Aufgabe A: Fasse im Nachruf auf Ray Liotta den Absatz, der mit „Andererseits: Er hat trotzdem“ beginnt, kürzer oder als Liste zusammen und behalte dabei seine wichtigsten Fakten bei.
Aufgabe B: Gib aus dem Nachruf auf Ray Liotta den Abschnitt wortgetreu wieder, beginnend bei „VON ZORAN GOJIC“ und endend bei „er später bereute.“.

Textauszug:
● ● ● ●

Der Gewissenhafte

von Redaktion

NACHRUF Schauspieler Ray Liotta ist überraschend mit 67 Jahren gestorben

VON ZORAN GOJIC

„Es wäre schön, mal einen Mann zu spielen, der keine Frau würgen muss, um ihr näherzukommen.“ Ray Liotta wusste, dass ihm seine Auftritte als tickende Macho-Zeitbombe in „Gefährliche Freundin“ (1986) und insbesondere im Klassiker „Good Fellas“ (1990) eine große Karriere ermöglicht haben. Aber er wusste auch, dass er viel mehr konnte, als eindrucksvoll den bösen Buben zu geben. Er hat das immer wieder in wundervollen, oft kleinen Rollen bewiesen, aber im Gedächtnis bleibt er als manischer, latent gefährlicher Bursche mit massivem Impulskontrollproblem. Liotta war sich bewusst, dass er den Sprung in die erste Reihe Hollywoods selbst vergeigt hat, weil er zu zaghaft war. Er hätte „Batman“ sein können, zum Beispiel, oder von der ersten Staffel an einer der Stars der legendären Serie „Die Sopranos“. Er wollte nicht, was er später bereute.

Andererseits: Er hat trotzdem eine bemerkenswerte Filmografie vorzuweisen mit vielen denkwürdigen Auftritten, die Filme prägten, selbst wenn er nur kurz zu sehen war. Als Baseball-Spieler etwa in „Feld der Träume“ (1989), als integrer Polizist in „Cop Land“ (1997), als besorgter Vater eines Drogendealers in „Blow“ (2001) und in zahlreichen anderen Werken, die deutlich über dem Durchschnitt üblicher Hollywoodproduktionen liegen.

● ● ● ●

Vorliegende Liste:
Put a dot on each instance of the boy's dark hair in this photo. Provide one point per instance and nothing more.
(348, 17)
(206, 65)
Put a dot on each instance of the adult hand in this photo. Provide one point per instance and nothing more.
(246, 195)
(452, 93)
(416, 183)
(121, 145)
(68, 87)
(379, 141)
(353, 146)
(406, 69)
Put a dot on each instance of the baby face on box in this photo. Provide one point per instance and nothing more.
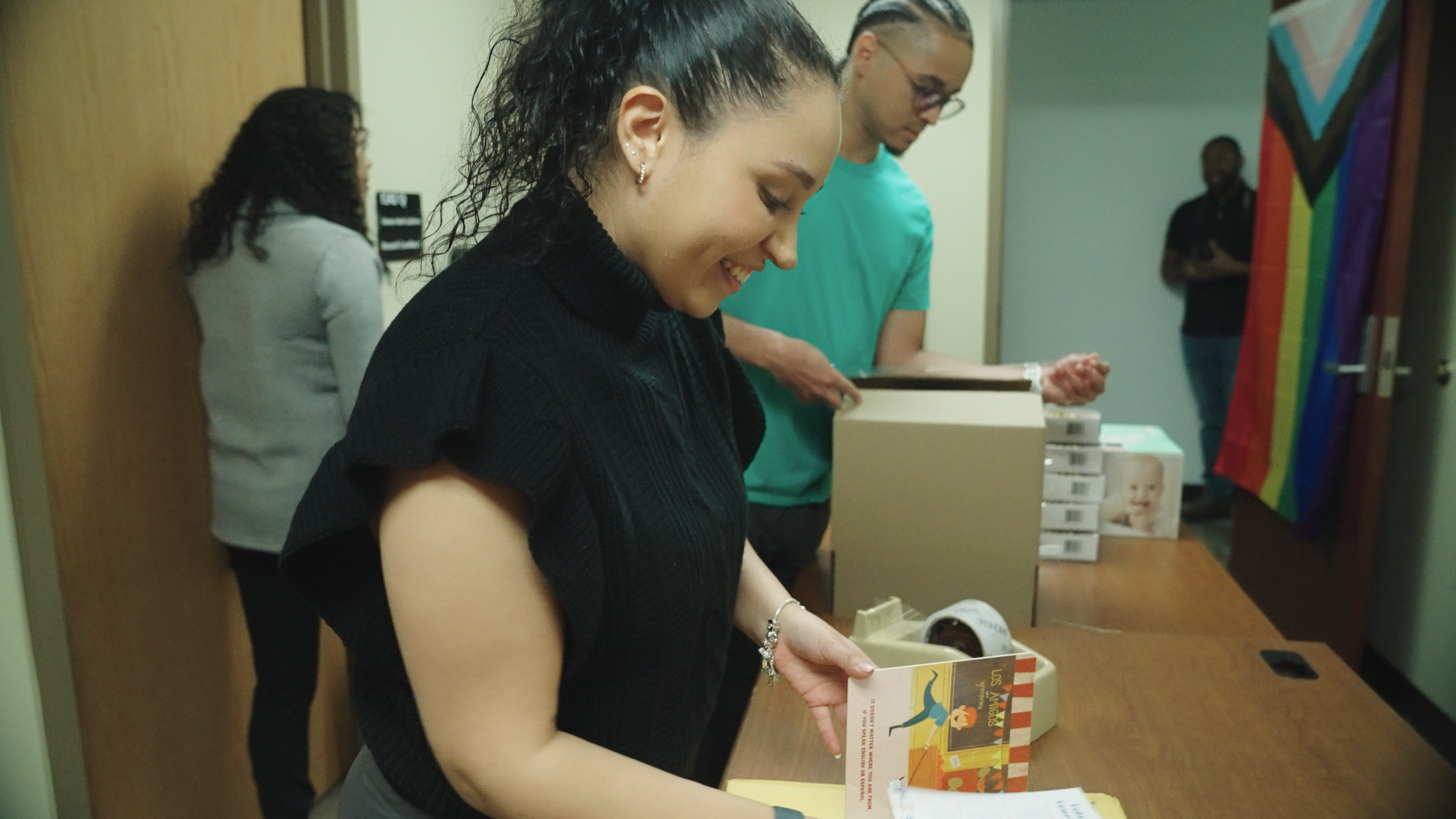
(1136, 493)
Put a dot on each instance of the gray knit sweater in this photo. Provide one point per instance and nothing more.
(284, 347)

● ● ● ●

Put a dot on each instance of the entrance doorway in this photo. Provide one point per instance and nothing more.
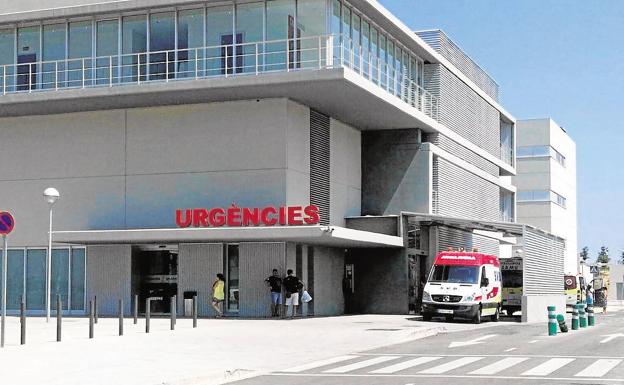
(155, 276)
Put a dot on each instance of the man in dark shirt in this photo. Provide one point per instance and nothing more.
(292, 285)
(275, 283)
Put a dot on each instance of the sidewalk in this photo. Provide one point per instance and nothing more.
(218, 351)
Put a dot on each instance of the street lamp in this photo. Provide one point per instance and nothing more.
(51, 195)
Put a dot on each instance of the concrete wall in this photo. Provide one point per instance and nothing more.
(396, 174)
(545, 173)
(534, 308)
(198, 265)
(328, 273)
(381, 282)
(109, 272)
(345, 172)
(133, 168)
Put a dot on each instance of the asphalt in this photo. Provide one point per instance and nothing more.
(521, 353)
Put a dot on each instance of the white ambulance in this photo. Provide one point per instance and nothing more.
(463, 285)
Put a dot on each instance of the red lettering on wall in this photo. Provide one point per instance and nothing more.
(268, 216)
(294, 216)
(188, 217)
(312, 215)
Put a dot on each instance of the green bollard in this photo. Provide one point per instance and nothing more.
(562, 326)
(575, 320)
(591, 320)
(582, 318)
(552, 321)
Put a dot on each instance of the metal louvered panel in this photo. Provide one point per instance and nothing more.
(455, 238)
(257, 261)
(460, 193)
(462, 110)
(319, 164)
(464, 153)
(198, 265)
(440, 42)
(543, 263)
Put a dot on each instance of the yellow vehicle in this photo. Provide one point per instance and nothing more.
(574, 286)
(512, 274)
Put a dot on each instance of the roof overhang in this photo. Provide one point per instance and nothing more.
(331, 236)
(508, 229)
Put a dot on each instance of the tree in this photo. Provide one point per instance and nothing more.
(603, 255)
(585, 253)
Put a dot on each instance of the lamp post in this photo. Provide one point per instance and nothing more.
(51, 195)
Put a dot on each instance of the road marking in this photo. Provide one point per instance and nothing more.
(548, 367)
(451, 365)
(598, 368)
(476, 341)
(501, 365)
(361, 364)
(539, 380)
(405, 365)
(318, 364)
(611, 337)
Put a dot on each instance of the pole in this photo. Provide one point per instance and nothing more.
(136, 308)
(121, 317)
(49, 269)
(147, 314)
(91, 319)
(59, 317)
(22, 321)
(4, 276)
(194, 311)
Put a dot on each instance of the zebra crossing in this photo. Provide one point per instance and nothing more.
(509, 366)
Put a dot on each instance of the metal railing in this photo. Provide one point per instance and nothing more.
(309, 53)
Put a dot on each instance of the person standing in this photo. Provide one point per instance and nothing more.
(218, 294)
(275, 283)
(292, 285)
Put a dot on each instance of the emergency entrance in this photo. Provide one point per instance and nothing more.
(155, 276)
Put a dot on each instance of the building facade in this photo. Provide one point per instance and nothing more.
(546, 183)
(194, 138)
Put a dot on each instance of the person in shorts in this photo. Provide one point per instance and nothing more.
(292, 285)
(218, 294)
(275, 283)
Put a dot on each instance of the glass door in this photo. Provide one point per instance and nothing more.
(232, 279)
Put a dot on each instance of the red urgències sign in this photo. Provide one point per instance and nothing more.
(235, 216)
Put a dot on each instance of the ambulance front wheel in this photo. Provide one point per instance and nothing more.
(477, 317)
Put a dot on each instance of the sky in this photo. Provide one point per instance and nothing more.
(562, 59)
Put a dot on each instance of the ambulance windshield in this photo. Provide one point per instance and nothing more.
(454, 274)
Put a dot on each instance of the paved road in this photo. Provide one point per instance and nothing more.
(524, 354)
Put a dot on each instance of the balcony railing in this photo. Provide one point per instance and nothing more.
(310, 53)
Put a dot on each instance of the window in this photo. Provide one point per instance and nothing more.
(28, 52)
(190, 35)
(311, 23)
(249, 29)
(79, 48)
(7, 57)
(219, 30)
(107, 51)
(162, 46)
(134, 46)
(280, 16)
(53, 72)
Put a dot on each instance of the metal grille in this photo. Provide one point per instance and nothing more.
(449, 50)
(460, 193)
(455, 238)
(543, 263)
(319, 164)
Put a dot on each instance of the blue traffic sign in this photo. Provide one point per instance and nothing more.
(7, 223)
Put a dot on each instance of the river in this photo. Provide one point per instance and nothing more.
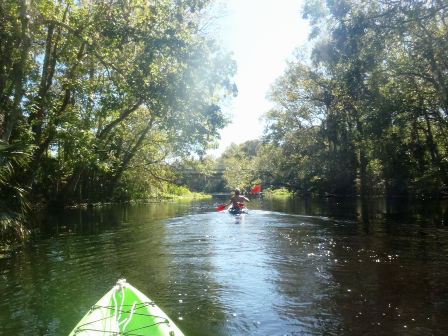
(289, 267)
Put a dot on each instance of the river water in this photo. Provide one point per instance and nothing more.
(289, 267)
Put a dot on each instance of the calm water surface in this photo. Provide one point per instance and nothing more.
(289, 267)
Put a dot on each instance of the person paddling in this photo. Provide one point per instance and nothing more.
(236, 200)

● ● ● ●

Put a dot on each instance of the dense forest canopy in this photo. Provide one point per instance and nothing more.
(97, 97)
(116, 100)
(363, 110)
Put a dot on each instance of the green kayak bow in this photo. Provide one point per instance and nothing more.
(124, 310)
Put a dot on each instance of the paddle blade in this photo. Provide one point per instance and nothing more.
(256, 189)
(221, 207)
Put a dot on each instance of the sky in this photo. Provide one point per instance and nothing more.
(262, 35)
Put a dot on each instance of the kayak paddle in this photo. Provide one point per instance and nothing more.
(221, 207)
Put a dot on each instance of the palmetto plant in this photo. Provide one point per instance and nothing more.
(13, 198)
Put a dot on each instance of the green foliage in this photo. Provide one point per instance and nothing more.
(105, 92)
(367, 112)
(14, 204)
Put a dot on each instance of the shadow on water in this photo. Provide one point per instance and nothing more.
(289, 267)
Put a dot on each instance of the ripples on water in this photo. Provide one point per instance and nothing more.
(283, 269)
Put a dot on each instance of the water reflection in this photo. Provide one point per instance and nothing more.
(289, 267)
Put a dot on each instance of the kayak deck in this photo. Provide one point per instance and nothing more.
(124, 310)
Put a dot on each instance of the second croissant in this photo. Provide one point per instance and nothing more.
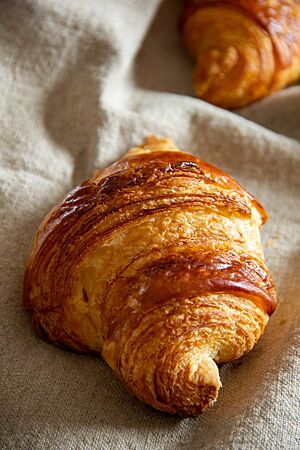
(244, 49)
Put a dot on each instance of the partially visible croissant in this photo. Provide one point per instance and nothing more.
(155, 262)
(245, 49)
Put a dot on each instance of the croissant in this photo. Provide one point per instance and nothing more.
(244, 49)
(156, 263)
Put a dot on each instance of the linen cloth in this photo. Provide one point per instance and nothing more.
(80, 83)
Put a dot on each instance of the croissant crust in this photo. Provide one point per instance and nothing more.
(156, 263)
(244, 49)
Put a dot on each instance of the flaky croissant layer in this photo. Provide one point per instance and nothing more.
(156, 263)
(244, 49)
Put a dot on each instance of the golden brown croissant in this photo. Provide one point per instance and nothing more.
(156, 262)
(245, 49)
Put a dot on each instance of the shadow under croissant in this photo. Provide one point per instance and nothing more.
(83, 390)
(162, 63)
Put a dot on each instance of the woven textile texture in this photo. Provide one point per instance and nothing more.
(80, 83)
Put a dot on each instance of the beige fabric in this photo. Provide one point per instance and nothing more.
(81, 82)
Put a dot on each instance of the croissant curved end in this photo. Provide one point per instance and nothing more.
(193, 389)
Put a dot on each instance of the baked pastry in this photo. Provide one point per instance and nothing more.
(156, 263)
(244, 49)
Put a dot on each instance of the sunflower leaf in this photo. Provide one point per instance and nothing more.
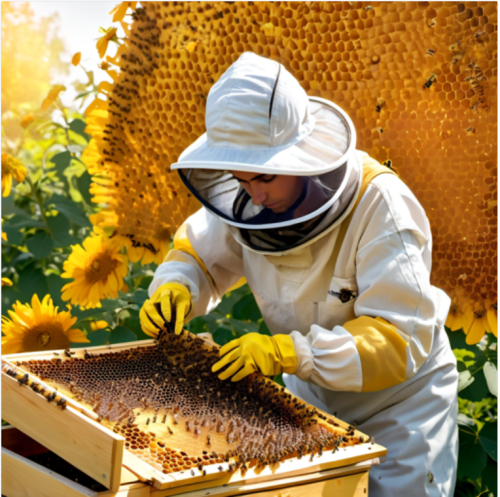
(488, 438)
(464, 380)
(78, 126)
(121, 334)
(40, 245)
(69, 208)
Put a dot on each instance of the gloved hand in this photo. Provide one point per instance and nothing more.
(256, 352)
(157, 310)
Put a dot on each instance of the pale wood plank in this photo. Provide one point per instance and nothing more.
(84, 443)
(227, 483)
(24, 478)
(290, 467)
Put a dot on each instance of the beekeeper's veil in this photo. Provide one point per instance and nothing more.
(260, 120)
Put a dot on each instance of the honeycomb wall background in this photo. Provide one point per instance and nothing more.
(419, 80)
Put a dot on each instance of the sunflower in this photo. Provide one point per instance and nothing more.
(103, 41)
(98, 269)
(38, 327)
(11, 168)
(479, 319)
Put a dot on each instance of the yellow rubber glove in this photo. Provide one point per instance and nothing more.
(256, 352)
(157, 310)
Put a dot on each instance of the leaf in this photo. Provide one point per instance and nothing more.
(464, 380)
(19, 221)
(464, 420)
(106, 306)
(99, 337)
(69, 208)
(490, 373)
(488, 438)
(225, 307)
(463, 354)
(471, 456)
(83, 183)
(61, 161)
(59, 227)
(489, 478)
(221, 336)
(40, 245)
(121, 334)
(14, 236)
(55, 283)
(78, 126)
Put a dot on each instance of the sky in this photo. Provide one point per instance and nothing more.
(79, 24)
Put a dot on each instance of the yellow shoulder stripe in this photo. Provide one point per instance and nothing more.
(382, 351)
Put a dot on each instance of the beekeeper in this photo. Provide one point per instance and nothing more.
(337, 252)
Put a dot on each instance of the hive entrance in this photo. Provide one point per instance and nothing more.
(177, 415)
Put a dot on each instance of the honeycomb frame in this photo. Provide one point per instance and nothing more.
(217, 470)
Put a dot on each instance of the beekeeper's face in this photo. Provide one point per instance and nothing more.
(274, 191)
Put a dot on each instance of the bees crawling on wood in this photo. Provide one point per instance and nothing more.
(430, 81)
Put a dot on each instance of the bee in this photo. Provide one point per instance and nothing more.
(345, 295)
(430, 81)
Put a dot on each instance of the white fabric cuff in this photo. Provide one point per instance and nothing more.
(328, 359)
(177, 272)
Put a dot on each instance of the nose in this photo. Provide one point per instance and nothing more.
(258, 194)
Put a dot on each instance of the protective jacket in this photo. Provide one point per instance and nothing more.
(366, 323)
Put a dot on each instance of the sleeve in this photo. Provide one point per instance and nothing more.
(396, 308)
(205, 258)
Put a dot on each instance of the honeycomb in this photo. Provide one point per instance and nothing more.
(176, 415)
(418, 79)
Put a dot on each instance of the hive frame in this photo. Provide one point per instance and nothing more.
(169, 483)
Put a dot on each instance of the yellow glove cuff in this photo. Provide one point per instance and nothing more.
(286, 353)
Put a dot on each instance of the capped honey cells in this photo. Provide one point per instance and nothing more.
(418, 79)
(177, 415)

● ● ● ●

Deine Antwort A:
Liotta kann trotzdem eine bemerkenswerte Filmografie vorweisen. Viele seiner Auftritte prägten Filme, auch wenn er nur kurz zu sehen war:
- als Baseball-Spieler in „Feld der Träume“ (1989)
- als integrer Polizist in „Cop Land“ (1997)
- als besorgter Vater eines Drogendealers in „Blow“ (2001)
- in zahlreichen weiteren Werken, die deutlich über dem Durchschnitt üblicher Hollywoodproduktionen liegen

Deine Antwort B:
VON ZORAN GOJIC

„Es wäre schön, mal einen Mann zu spielen, der keine Frau würgen muss, um ihr näherzukommen.“ Ray Liotta wusste, dass ihm seine Auftritte als tickende Macho-Zeitbombe in „Gefährliche Freundin“ (1986) und insbesondere im Klassiker „Good Fellas“ (1990) eine große Karriere ermöglicht haben. Aber er wusste auch, dass er viel mehr konnte, als eindrucksvoll den bösen Buben zu geben. Er hat das immer wieder in wundervollen, oft kleinen Rollen bewiesen, aber im Gedächtnis bleibt er als manischer, latent gefährlicher Bursche mit massivem Impulskontrollproblem. Liotta war sich bewusst, dass er den Sprung in die erste Reihe Hollywoods selbst vergeigt hat, weil er zu zaghaft war. Er hätte „Batman“ sein können, zum Beispiel, oder von der ersten Staffel an einer der Stars der legendären Serie „Die Sopranos“. Er wollte nicht, was er später bereute.